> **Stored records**
|---|

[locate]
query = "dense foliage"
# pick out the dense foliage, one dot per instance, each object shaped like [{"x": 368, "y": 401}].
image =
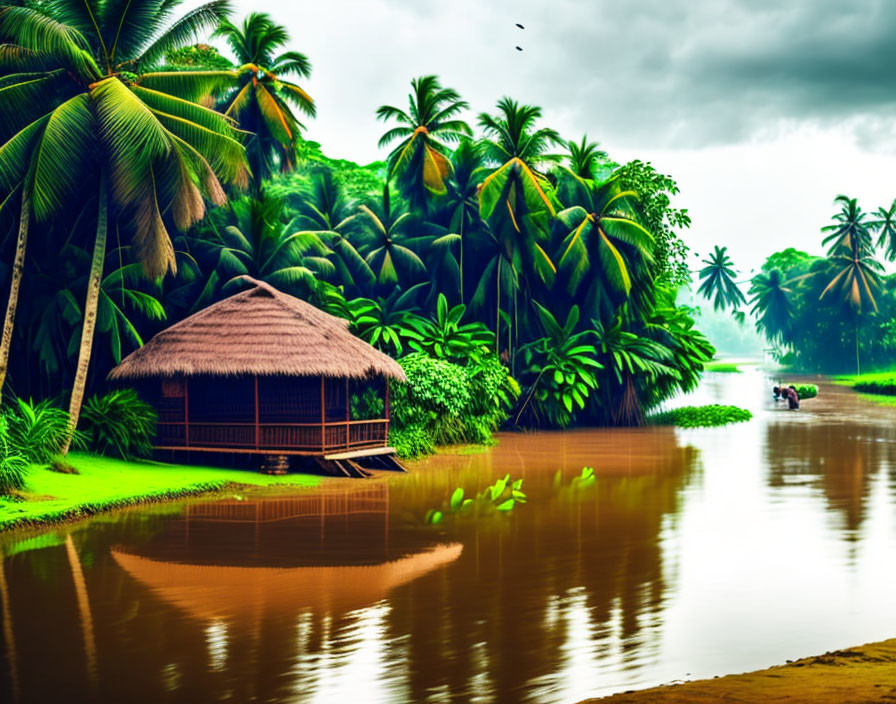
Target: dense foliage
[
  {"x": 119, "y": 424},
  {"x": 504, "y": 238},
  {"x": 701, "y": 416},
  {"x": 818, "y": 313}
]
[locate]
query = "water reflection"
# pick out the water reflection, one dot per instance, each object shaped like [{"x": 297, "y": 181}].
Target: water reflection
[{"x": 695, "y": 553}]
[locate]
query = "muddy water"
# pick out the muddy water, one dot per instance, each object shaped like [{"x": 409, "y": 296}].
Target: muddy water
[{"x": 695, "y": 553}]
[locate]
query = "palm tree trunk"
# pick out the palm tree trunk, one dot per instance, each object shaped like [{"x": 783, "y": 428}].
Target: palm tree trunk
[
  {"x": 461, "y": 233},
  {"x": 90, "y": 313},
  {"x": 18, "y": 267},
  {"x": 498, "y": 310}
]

|---|

> **Task prompt**
Look above for the line that holds "# pick out the palm", then copy it and each line after it exactly, through the last line of the data.

> **Exercise response**
# pick out the palm tree trunk, one dot per instance, each object shaped like [{"x": 783, "y": 428}].
Target: palm tree trunk
[
  {"x": 461, "y": 233},
  {"x": 90, "y": 313},
  {"x": 18, "y": 267},
  {"x": 498, "y": 310}
]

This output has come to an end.